— Task input —
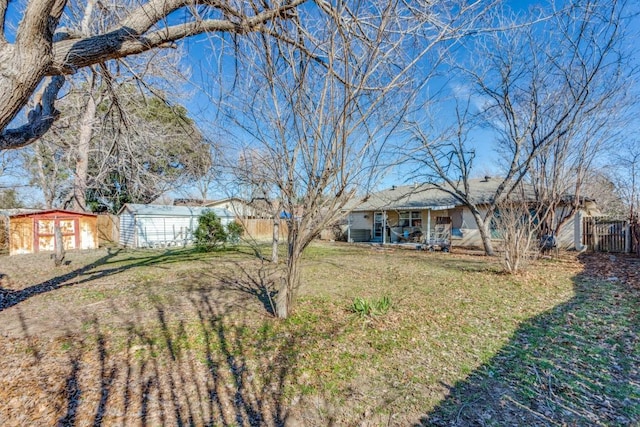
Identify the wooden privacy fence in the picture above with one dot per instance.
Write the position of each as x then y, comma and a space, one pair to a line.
108, 229
262, 229
606, 235
635, 235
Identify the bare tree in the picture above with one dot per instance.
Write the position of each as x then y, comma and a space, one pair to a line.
42, 47
321, 121
541, 85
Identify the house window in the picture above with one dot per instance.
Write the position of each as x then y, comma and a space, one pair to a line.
410, 219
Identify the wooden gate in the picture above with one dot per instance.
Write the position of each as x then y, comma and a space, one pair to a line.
605, 235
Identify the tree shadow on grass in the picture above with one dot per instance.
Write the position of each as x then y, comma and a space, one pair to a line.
215, 370
578, 364
96, 270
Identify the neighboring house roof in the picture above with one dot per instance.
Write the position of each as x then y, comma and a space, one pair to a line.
168, 210
426, 196
191, 202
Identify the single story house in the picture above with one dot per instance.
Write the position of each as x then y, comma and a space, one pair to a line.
148, 226
33, 231
424, 213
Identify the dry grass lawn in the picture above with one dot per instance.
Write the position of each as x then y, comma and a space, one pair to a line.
184, 338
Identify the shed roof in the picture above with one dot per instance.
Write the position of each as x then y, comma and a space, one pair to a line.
426, 196
168, 210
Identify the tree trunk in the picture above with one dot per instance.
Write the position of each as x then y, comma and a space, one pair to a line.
82, 156
289, 283
274, 241
59, 245
485, 234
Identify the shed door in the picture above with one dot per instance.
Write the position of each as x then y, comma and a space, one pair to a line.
45, 233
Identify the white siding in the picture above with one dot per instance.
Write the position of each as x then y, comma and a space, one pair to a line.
358, 220
155, 231
127, 230
149, 229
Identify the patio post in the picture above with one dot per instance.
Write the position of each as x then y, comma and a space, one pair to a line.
384, 227
428, 226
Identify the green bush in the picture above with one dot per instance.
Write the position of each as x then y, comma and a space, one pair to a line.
210, 234
234, 232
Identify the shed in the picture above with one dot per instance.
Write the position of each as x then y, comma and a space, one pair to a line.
33, 231
148, 226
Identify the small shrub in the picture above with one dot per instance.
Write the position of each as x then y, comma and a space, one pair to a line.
383, 305
365, 308
361, 307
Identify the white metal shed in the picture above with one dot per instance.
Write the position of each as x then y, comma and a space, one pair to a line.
150, 226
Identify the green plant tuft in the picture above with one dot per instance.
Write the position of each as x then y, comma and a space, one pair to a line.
365, 308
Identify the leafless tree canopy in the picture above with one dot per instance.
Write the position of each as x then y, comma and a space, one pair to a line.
44, 45
548, 85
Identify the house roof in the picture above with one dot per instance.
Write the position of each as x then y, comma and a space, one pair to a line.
168, 210
226, 200
426, 196
29, 212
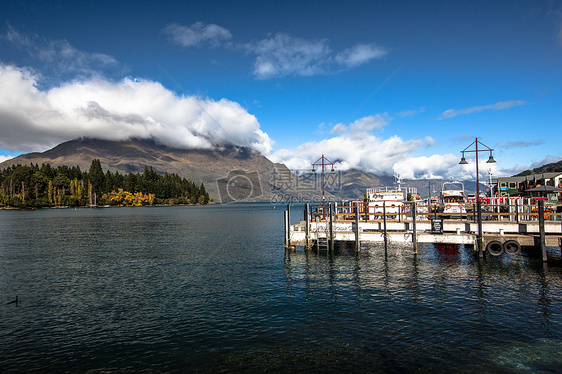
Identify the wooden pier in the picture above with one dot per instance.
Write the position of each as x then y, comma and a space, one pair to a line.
501, 230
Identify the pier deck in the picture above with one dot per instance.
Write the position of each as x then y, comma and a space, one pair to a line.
510, 234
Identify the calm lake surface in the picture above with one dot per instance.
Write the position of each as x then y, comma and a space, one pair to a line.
211, 289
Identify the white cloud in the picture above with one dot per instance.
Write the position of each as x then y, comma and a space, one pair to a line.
32, 119
5, 158
58, 57
355, 148
360, 54
197, 34
362, 126
411, 112
283, 55
497, 106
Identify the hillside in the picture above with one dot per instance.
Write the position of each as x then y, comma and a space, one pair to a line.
548, 168
249, 172
229, 174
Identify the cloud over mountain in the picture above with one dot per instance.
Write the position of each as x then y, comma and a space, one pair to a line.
34, 119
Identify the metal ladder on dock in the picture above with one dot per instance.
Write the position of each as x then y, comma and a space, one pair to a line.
322, 241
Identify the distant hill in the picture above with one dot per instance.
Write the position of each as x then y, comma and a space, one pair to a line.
548, 168
248, 172
229, 174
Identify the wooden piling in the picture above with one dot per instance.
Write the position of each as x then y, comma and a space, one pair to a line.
286, 227
540, 207
357, 239
414, 236
384, 223
307, 225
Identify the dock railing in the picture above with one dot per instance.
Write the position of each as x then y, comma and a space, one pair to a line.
399, 210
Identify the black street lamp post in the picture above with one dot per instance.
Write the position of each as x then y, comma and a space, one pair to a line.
478, 204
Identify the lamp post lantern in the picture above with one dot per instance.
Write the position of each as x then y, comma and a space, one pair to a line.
463, 161
323, 162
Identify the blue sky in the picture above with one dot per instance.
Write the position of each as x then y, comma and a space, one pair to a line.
387, 87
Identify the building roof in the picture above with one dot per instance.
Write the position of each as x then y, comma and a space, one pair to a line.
550, 189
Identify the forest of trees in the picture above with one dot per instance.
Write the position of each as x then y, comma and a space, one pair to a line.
44, 186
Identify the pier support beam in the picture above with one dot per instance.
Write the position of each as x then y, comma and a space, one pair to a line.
331, 243
287, 228
384, 228
541, 230
307, 225
414, 236
357, 239
479, 217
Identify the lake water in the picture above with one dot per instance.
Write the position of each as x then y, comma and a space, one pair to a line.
212, 289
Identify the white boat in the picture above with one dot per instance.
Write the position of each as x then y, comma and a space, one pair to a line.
453, 197
390, 199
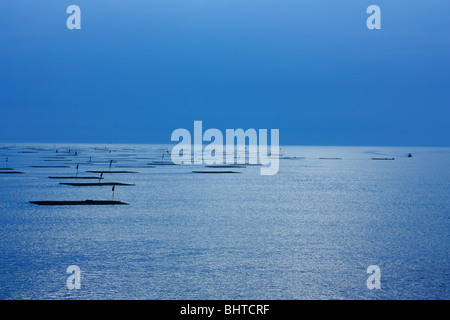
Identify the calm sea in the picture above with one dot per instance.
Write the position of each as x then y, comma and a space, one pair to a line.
309, 232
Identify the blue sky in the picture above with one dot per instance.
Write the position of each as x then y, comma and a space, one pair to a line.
137, 70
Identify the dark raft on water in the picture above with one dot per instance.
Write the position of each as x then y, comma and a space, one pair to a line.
77, 203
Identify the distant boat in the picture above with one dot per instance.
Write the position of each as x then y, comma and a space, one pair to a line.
77, 203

— What is expected —
Your task is to restate every record word for word. Omit all pictures.

— Result —
Identify the wooden privacy fence in the picture above with one dot per instance.
Write the position of each as x then y, comma and a space, one pair to a line.
108, 229
262, 229
606, 235
635, 235
Identify the bare tree in the picture above with one dot per instance.
Write the position of each as x then y, comma and a space, one pair to a line.
42, 47
321, 121
541, 85
Identify the house window in the picture above with one dot per instance.
Write the position of each as x then y, comma and a space, one pair to a line.
410, 219
Identify the wooden gate in the picture above with one dot per instance.
Write the position of each as x then y, comma and a space, one pair to a line.
605, 235
Identify the tree shadow on grass in the picture above with one dot per instance.
Write the position of each as x then y, comma and a space, one pair to a line.
215, 370
578, 364
96, 270
Identify the neighboring house roof in the picture above with one dot per instance.
Write the position of each as x then y, comma and a space, one pair to a line.
168, 210
426, 196
191, 202
Identify the single story house in the picture above with one dot per instance.
Write the position of each as x then y, comma and a space, one pair to a line.
148, 226
33, 231
424, 213
Identify the dry grass lawn in the picture above with one dot per instance.
Write the position of each as x then y, comma and a space, one pair to a line.
184, 338
Identify the shed roof in the picture above with one dot per instance.
Write the position of each as x then y, comma and a space, one pair to a line.
426, 196
168, 210
Identify the tree trunk in the picture above with one dot per instance.
Write the position of each as x then y, comma and a space, one pair to a line.
82, 156
289, 283
274, 241
59, 245
485, 234
Identify the shed door in the picture above with one dot per instance.
Write the position of each as x then y, comma and a space, one pair to a line.
45, 233
Identify the white siding in the picture above with one dot per instance.
Write the position of each as x then y, comma and a space, one pair to a line.
358, 220
155, 231
127, 230
149, 229
Identify the patio post in the picture above with one dot per instance.
Write the position of each as x then y, comma and a space, one pair to a line.
384, 227
428, 226
Identify the green bush in the picture above with one dot per instance.
Write the position of each as x then y, comma and a space, one pair to a line.
210, 234
234, 232
Identify the shed in the picture above with one dot per instance.
Write the position of each as x then y, comma and a space, one pair to a line.
33, 231
148, 226
Identify the small shrub in the picture above with one dot per instance.
Write the position of each as x then y, comma and a space, one pair to a line.
383, 305
365, 308
361, 307
Identify the white metal shed in the picture above with one dot per instance.
Write the position of each as x then y, comma and a space, one pair to a line.
150, 226
Identify the green plant tuft in the picture above with one dot per instance.
Write the position of each as x then y, comma and a space, one pair to a line.
365, 308
Identify the leafless tree canopy in the picture above with one dot per instance.
Write the position of each as x then y, comma and a space, one pair to a line.
44, 45
548, 85
Identify the house roof in the picture above with one dot per instance.
Write the position of each as x then y, comma and a space, one pair to a line.
168, 210
226, 200
426, 196
29, 212
Identify the wooden pier in the picture above with one dot per instance.
Write the position of each as x then y, comma and a space, one pair to a line.
501, 230
Identify the pier deck in the picture above with one dot per instance.
Write the position of each as x then y, comma and a space, one pair to a line.
510, 234
Identify the calm lake surface in the picture above with one dot per instance.
Write the position of each as x then y, comma and a space, one pair to a line.
211, 289
Identify the white cloud in the picture above with one dot per instance.
Write the position of each as x then y, comma and a space, one pair to a line.
32, 119
5, 158
58, 57
355, 148
360, 54
197, 34
362, 126
411, 112
283, 55
497, 106
Identify the hillside in the picture above with one dot per instance.
Write the position of each as x then y, comma and a space, one pair to a line.
548, 168
249, 172
229, 174
Identify the cloud over mountain in the picture above with one dot per instance.
Write the position of each as x then y, comma and a space, one pair to a line.
34, 119
Identify the metal ladder on dock in the picture above with one dot per instance.
Write the position of each as x then y, comma and a space, one pair to a line.
322, 241
Identify the distant hill in the picture above with one dot per instance.
Write the position of each as x then y, comma and a space, one pair to a line.
548, 168
248, 172
229, 174
Identify the wooden piling in the picture above with one dot per instance.
Write the position of each as x then y, comma and a space, one pair to a line.
286, 227
540, 207
357, 239
414, 236
384, 223
307, 225
Identify the dock railing in the picture above with one dot per instance.
Write the position of each as x then y, comma and a space, one pair to a line.
399, 210
Identify the black street lamp post in the picture above with one dot per instance.
Write the position of each as x then y, comma and a space, one pair to a line.
478, 204
Identify the lamp post lantern in the picture above with one dot per instance.
Write the position of each as x then y, comma and a space, one pair to a line.
463, 161
323, 162
Identify the blue sky in the picture above with one dot per instance.
Write the position of each as x then y, comma and a space, one pair to a line.
387, 87
Identify the building roof in the picture above with one dot per instance.
Write the position of each as x then y, comma and a space, one pair to a line.
550, 189
Identify the forest of trees in the picture above with one dot per instance.
Write the position of each as x then y, comma and a space, one pair to a line.
44, 186
Identify the pier support beam in the picture above with one dot per instance.
Write the position of each as x then y, comma and a space, one pair to a line.
331, 243
287, 228
384, 228
541, 230
307, 225
414, 236
357, 239
479, 217
Identify the lake water in the picture above with one dot per instance.
Write the position of each as x then y, comma and a space, one pair to a line.
212, 289
Identify the white boat in the picture above with one dot per instance.
Write the position of each as x then y, comma and a space, one pair to a line.
453, 197
390, 199
Identify the calm sea in the picture above with one dot per instance.
Write the position of each as x then y, comma and a space, one pair to a line.
309, 232
Identify the blue sky in the picture above with one dot per instance.
Write the position of each as x then y, comma and a space, one pair to a line.
137, 70
Identify the dark raft on water in the picture above with one dot per instance.
Write the position of each as x then y, comma and a space, one pair to a line.
77, 203
Identify the distant boat in the picture above with one dot per instance.
Write the position of each as x then y, comma and a space, one pair to a line.
77, 203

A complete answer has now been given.